> _Data for this exercise_:
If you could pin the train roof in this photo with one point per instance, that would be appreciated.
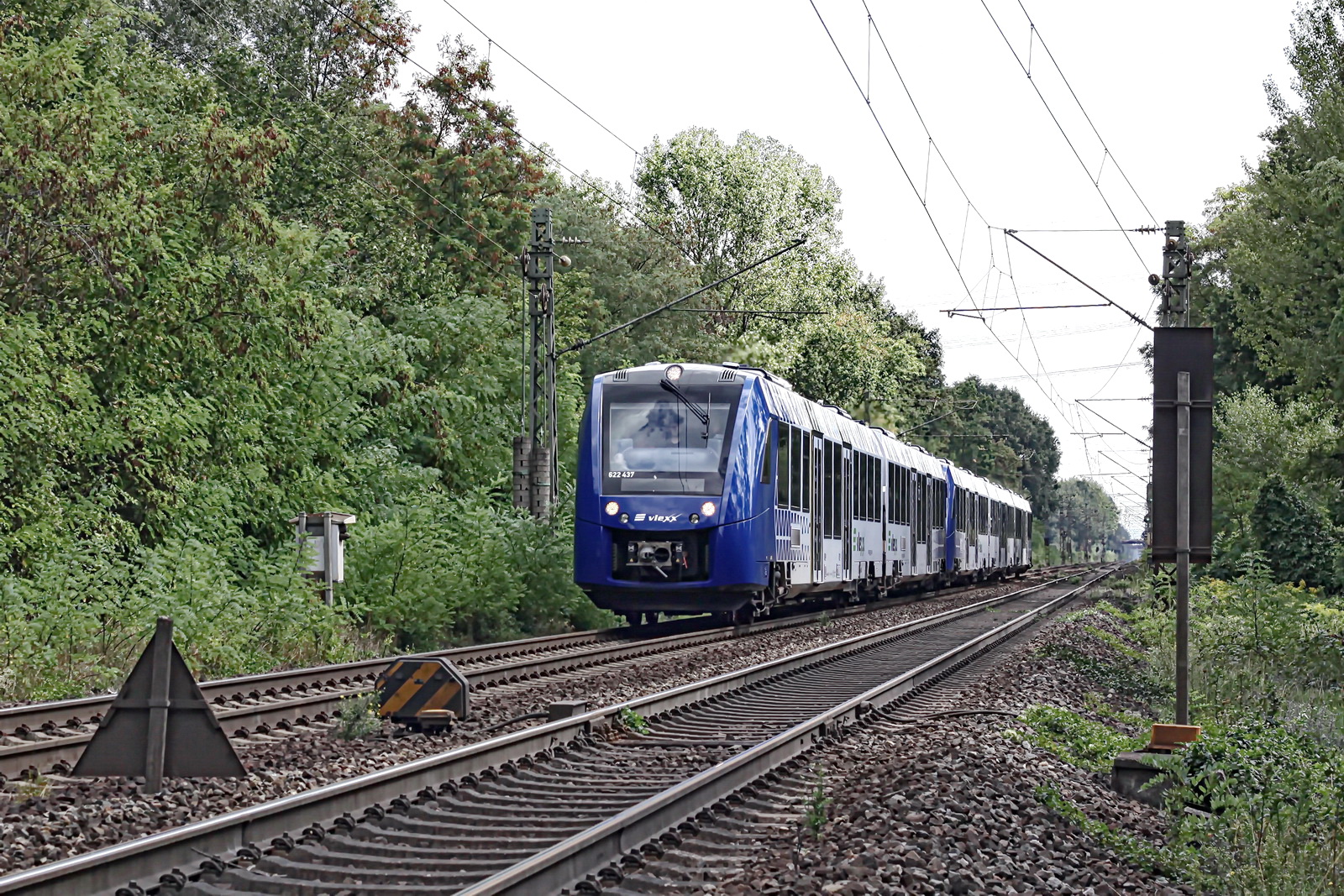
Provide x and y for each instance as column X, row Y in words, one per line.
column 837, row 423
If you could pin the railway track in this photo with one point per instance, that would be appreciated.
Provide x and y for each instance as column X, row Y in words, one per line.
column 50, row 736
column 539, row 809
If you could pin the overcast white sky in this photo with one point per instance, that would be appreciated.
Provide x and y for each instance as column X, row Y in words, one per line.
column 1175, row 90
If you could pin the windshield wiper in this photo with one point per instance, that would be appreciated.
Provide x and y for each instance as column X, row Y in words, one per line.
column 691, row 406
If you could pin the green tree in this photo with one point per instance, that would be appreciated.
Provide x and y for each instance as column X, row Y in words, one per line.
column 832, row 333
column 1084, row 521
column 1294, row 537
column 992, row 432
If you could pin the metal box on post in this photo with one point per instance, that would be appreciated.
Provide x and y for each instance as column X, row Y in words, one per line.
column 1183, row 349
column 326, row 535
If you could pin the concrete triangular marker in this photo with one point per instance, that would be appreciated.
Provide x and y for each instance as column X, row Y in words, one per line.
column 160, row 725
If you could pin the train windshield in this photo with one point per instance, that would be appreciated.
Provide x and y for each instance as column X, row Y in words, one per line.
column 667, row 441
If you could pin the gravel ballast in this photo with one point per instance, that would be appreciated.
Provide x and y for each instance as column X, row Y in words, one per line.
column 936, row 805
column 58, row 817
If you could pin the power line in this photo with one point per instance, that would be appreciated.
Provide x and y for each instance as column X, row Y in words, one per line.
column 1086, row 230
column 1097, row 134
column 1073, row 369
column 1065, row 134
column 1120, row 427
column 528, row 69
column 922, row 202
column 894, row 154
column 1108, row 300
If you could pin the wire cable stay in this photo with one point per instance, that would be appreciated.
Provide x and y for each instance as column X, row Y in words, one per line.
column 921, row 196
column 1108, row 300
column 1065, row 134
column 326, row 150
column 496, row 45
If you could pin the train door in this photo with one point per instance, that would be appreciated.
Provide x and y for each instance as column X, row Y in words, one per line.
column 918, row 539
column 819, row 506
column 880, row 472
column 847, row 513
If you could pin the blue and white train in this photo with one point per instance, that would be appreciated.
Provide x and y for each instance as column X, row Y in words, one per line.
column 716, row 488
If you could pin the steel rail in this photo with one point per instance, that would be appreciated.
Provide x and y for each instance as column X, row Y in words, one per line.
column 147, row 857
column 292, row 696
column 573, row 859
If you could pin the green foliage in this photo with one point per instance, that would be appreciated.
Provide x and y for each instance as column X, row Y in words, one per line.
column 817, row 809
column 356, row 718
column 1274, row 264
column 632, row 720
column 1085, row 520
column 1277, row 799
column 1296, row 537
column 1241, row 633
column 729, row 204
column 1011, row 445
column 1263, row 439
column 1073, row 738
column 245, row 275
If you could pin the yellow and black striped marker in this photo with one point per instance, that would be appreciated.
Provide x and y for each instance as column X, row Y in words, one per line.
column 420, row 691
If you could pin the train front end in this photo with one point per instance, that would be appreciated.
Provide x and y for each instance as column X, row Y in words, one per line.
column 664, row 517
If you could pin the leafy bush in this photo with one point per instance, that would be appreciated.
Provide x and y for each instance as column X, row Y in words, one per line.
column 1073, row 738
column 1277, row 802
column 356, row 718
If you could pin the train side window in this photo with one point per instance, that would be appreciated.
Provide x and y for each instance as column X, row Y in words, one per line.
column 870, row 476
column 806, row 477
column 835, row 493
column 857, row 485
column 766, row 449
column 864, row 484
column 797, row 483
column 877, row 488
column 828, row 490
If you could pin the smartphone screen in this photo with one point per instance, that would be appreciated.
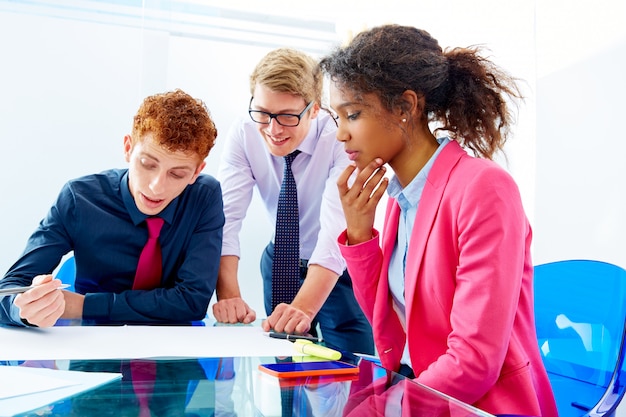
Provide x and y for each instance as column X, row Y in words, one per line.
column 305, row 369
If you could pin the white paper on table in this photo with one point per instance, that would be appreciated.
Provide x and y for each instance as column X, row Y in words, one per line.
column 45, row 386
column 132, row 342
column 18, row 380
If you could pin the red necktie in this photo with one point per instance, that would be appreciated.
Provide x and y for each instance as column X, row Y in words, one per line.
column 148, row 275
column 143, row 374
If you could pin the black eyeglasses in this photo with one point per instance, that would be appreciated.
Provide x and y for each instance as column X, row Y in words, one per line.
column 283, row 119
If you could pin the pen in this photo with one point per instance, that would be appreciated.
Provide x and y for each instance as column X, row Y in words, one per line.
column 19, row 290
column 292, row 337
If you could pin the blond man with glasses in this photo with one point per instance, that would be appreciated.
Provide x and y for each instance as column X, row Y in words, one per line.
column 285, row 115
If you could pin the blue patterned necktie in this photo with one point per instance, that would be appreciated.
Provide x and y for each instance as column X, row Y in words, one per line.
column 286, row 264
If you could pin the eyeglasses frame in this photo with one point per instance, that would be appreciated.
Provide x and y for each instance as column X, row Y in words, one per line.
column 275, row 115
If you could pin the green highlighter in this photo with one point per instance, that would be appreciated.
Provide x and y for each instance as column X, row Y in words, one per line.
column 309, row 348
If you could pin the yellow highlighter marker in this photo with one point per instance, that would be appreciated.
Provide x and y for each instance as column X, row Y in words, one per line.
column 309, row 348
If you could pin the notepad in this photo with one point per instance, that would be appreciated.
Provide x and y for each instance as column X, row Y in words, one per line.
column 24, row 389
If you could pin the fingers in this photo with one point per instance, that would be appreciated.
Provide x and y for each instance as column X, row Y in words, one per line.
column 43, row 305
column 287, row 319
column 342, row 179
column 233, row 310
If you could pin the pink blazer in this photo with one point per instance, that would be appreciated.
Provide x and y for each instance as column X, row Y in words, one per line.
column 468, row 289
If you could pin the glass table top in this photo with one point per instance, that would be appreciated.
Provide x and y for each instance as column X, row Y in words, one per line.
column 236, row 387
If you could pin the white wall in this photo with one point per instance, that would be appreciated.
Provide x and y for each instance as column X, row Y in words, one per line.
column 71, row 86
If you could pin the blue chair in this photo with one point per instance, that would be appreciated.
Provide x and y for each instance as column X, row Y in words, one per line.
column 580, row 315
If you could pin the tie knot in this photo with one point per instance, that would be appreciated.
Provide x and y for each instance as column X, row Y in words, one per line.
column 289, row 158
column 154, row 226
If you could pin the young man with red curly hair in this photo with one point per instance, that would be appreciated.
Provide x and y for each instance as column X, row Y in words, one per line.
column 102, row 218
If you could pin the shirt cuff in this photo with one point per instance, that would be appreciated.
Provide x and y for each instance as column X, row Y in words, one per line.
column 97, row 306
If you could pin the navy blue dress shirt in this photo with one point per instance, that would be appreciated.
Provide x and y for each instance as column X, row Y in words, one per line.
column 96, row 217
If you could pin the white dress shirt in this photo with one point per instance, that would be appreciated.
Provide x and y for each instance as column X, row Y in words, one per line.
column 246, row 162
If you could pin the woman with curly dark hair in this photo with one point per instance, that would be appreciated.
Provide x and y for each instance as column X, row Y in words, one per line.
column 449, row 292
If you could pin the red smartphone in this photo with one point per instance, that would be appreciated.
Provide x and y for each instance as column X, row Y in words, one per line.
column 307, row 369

...

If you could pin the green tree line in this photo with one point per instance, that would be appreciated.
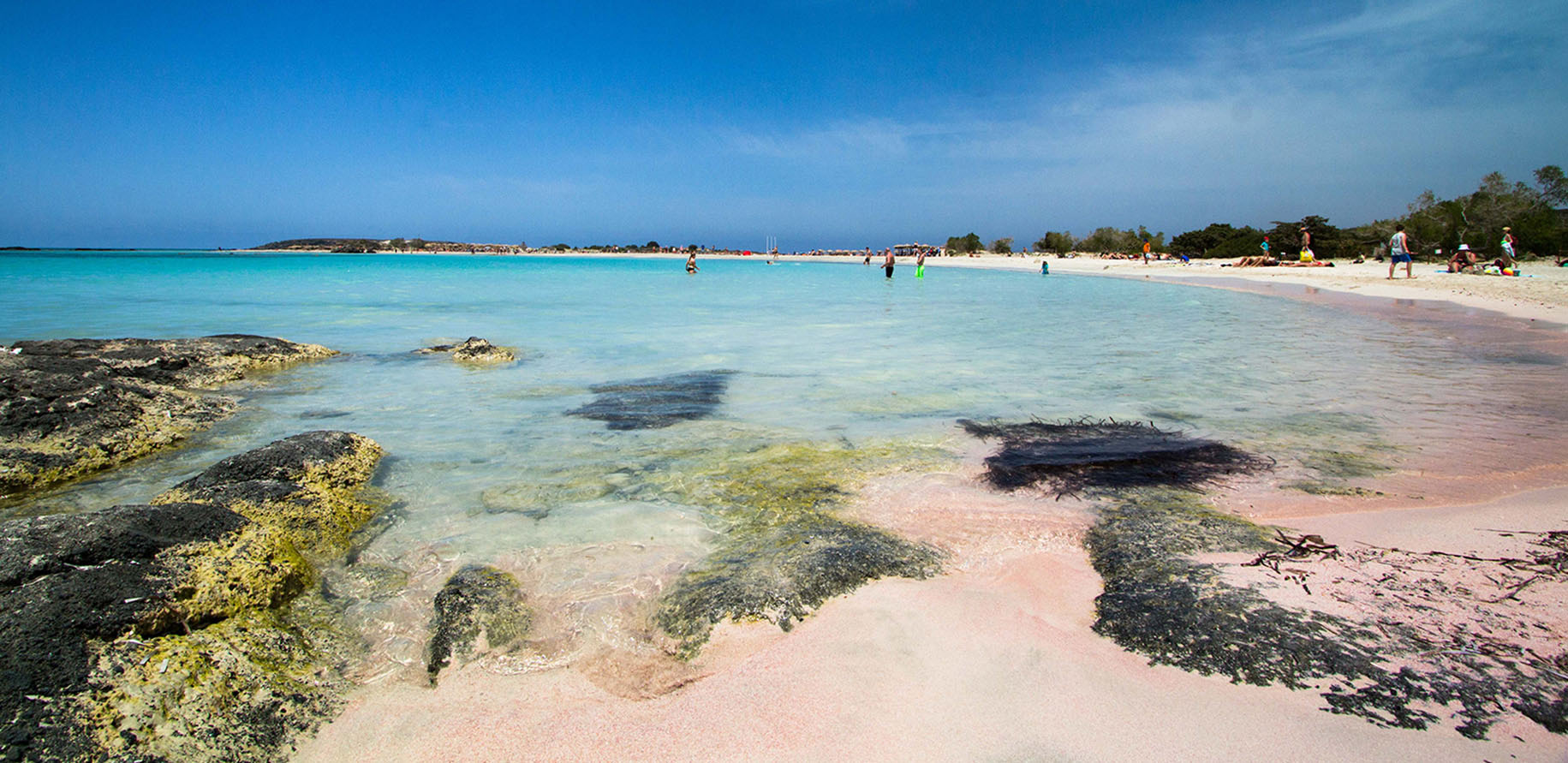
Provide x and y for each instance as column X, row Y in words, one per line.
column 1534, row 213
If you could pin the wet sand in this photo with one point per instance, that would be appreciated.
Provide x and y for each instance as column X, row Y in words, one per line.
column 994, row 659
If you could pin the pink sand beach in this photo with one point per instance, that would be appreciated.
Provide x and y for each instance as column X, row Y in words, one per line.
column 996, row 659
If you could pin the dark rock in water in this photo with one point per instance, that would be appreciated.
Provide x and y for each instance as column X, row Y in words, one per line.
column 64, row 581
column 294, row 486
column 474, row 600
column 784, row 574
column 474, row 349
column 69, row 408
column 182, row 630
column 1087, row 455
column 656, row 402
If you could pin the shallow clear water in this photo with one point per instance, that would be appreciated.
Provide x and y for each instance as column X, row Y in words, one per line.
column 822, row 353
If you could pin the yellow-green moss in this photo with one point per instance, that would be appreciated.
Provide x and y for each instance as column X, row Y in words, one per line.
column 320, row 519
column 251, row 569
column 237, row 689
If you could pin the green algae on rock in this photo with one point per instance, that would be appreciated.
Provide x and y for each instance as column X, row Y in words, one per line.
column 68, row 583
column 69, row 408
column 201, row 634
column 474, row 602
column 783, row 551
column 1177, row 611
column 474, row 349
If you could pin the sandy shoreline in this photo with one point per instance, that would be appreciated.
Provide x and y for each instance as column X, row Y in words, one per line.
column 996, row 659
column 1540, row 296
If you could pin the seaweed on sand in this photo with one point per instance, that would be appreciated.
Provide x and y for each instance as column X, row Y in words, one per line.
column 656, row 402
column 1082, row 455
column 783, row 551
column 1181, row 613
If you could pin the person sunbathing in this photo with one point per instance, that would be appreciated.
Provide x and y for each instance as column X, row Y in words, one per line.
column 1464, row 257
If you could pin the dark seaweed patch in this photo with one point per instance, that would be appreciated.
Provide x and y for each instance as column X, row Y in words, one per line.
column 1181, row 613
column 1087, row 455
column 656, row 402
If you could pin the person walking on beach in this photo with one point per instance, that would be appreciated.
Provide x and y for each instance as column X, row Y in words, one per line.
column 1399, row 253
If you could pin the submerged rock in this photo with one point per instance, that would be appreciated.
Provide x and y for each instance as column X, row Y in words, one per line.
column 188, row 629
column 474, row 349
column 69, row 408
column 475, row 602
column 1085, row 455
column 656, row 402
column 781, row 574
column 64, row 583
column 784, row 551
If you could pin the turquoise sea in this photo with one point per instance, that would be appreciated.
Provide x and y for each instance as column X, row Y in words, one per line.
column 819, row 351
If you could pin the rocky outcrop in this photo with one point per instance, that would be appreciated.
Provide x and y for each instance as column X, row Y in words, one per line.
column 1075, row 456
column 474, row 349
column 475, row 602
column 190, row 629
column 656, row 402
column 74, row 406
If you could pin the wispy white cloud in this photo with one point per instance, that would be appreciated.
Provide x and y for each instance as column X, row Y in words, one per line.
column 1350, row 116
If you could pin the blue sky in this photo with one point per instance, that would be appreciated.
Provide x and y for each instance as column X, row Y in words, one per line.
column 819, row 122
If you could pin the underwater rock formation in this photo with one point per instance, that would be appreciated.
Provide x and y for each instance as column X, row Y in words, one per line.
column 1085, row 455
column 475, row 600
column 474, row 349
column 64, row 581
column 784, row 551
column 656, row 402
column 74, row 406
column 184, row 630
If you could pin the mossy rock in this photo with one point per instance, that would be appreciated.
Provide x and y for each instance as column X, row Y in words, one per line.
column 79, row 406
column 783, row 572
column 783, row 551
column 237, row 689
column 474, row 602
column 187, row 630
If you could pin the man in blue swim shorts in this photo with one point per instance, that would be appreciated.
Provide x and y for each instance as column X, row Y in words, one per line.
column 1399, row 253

> _Written problem_:
Copy the rows between the line holding "If you could pin the train roof" and the line holding "column 837, row 423", inclusive, word for word. Leave any pictures out of your copy.

> _Exercise output_:
If you could pin the train roof in this photo with one point per instance, that would be appreciated.
Provide x and y for each instance as column X, row Y in words, one per line.
column 837, row 423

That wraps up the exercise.